** Do this **
Shift every box coordinate in the answers up by 143, and write out the items again, requests included, from the line with "search >> child figure" up to and including the last line of the items. Leave the pictures out.

** Exercise input **
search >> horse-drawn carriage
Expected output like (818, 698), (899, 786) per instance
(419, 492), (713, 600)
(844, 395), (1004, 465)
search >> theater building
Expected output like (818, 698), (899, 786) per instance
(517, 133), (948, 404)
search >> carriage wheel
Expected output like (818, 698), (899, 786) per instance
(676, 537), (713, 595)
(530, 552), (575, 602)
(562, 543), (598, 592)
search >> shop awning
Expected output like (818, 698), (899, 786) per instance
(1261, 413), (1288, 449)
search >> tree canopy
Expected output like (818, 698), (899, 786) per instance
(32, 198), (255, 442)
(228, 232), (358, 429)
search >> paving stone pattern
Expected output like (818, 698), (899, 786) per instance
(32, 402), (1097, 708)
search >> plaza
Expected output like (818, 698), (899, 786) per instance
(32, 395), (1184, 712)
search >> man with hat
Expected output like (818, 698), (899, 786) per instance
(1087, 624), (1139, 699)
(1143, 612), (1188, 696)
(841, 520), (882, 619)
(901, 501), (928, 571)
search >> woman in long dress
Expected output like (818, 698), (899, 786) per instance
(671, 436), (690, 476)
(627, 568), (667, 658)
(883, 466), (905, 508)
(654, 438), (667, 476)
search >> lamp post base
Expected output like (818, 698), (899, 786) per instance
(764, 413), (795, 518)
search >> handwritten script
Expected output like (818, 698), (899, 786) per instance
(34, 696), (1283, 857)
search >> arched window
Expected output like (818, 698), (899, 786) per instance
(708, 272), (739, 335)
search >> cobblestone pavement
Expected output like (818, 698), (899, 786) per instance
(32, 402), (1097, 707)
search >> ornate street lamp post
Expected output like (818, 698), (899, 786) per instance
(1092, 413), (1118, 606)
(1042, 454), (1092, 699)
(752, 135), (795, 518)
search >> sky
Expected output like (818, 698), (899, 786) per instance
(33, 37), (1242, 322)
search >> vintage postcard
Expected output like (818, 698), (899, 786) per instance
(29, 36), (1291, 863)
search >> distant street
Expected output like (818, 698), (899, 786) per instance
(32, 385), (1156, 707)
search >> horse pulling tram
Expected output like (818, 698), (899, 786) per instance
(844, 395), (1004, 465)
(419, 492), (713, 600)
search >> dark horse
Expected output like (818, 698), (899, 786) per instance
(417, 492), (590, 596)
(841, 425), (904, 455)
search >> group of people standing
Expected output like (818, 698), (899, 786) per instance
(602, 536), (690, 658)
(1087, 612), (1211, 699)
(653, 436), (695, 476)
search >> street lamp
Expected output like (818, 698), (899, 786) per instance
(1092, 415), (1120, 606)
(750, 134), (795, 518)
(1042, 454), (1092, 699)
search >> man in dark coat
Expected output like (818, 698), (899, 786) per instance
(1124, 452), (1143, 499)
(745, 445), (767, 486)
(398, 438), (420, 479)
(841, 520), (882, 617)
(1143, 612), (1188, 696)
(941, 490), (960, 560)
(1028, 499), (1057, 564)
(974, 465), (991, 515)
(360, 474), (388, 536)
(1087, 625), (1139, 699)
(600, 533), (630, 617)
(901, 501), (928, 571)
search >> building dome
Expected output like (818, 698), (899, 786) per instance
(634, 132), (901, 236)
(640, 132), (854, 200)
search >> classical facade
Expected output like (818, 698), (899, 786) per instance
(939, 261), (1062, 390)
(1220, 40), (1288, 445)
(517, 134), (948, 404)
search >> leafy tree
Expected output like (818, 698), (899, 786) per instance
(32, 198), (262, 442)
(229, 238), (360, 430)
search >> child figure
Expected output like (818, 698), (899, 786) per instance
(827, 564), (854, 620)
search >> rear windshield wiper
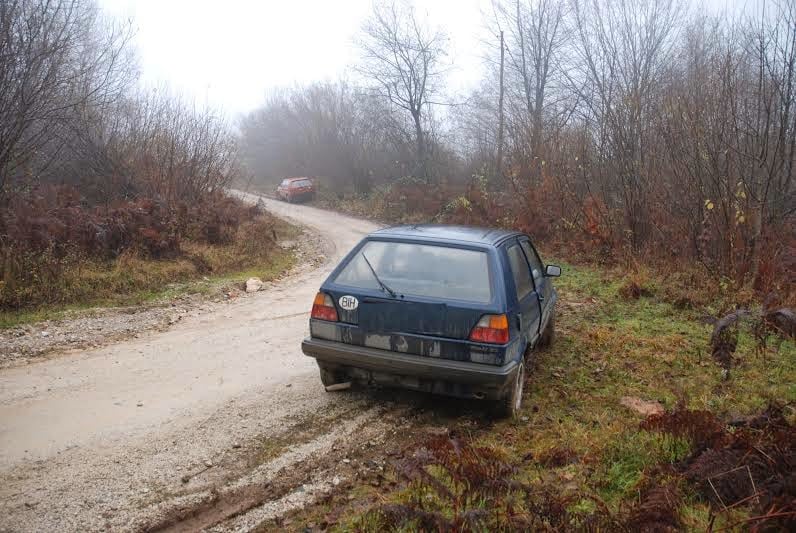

** The output **
search >> child figure
Expected output like (818, 698), (899, 786) per instance
(970, 707), (997, 763)
search >> rear windshield wiper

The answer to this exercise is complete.